▶ Text block
+ + + + + + +

The Alberta health-care system includes extraordinary talent and forward-thinking initiatives. But it is also faced with challenges to patient safety, frequent patient dissatisfaction, and a culture that can struggle with always putting the patient first.
That is the picture of the health-care system that emerged during a nearly five-hour forum attended by almost 400 people, streamed live and hosted by the O’Brien Institute for Public Health at the Cumming School of Medicine. The forum marked the launch of the IMAGINE Project, a grassroots, citizen-led initiative that aims to refocus the health-care system on the patient.
Question 1: “What do you think are the essential characteristics of a healthcare system that truly puts the patient first?”
“It seems to me that the system has forgotten that its only reason for being is the patient — without patients there would be no need for a system,” said Charlie Fischer, a longtime Calgary oilpatch executive who currently leads a Canada-U.S. working group on clean energy. He also co-chairs the IMAGINE Project and has recently embarked on his own two-year rollercoaster ride through the health-care system, an experience he says made it clear to him that what’s holding the system back is culture.
And it’s not about spending more money or building more hospitals, but about health care evolving to better serve its customer, just as every other industry has had to do.
Forum attendees heard of initiatives in place, or being developed, that are trying to put the patient first. But if the patients are never consulted, Fischer asked, are these initiatives really patient-centred? “If you want change, you can’t do it in strokes and pilot projects. If you want systemic change, you have to go all out,” said Fischer.
That kind of change requires buy-in from all stakeholders but particularly from the system leaders, said guest speaker James Conway, an adjunct professor from Harvard, renowned for leading one of the most dramatic culture changes in U.S. health care.
Conway was hired by the Dana-Farber Cancer Institute, of the Harvard Medical School, in the mid-1990s after the death of senior health journalist Betsy Lehman was caused by an overdose of a chemotherapy drug.

+ + + + + + +

▶ What is expected
Answer these questions from the article on the IMAGINE Project:
(a) About how many people attended the forum?
(b) According to Charlie Fischer, what is holding the health-care system back?
(c) Which institution hired James Conway in the mid-1990s?

+ + + + + + +

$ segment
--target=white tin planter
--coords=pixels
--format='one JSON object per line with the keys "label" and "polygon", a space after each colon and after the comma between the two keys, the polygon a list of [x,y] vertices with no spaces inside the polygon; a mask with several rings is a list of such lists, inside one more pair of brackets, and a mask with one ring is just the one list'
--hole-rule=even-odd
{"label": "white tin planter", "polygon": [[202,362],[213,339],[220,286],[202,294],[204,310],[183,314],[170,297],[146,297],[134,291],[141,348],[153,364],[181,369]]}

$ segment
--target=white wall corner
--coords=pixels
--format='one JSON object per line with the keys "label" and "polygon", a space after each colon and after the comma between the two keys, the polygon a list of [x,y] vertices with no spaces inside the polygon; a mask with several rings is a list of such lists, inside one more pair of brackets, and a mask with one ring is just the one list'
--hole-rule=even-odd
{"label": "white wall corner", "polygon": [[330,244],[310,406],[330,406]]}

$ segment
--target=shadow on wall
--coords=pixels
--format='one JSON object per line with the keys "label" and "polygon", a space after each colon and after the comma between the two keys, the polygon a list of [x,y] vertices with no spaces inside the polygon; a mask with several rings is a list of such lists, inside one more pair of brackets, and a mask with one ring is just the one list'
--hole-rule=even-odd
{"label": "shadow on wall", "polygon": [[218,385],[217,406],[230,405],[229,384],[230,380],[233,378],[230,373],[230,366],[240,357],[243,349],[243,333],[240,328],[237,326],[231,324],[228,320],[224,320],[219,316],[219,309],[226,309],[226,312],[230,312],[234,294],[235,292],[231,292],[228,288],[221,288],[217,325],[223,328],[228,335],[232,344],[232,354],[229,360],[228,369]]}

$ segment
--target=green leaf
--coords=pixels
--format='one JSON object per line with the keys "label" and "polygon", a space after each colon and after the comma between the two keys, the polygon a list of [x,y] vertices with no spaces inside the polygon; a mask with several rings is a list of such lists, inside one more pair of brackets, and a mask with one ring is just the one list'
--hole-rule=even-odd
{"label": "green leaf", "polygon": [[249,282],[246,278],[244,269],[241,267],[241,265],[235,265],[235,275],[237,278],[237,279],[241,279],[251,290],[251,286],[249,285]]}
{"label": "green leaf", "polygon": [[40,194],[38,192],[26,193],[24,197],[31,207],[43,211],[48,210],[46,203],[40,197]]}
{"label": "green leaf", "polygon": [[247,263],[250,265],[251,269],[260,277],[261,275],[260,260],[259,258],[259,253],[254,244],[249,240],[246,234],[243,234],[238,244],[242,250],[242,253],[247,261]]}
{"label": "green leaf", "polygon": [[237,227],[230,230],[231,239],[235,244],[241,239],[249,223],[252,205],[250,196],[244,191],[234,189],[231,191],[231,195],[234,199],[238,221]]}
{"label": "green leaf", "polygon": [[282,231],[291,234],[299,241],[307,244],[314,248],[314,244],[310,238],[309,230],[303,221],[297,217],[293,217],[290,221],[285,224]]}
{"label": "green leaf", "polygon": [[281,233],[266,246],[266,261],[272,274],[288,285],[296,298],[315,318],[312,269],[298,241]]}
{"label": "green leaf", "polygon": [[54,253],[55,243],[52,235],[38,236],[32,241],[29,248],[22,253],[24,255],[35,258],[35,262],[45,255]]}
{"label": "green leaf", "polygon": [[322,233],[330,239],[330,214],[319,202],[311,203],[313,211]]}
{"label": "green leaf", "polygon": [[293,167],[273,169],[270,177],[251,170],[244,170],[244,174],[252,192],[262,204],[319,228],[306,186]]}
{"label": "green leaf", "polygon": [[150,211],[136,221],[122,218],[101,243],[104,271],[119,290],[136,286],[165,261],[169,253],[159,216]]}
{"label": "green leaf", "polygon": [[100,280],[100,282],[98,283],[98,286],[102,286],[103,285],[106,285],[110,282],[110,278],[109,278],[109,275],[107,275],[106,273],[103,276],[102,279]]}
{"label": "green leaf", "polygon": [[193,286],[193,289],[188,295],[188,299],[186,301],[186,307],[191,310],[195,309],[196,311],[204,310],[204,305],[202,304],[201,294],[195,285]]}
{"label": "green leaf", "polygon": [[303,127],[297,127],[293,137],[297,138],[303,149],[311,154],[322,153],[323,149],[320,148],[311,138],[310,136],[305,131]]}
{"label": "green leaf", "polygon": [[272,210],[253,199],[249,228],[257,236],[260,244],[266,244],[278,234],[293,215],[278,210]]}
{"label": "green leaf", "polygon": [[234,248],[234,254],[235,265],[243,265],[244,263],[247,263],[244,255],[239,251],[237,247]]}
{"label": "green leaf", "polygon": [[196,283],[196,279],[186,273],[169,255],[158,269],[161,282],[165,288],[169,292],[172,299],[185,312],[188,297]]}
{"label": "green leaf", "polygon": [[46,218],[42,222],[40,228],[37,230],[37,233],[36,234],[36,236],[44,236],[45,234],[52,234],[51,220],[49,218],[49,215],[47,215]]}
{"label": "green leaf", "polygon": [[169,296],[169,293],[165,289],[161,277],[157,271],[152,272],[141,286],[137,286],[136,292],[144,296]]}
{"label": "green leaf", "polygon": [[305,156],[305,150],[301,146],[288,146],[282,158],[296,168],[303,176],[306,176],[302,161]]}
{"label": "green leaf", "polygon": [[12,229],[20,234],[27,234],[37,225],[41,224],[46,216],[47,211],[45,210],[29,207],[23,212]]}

+ + + + + + +

▶ Result below
(a) Almost 400 people.
(b) Culture.
(c) The Dana-Farber Cancer Institute, of the Harvard Medical School.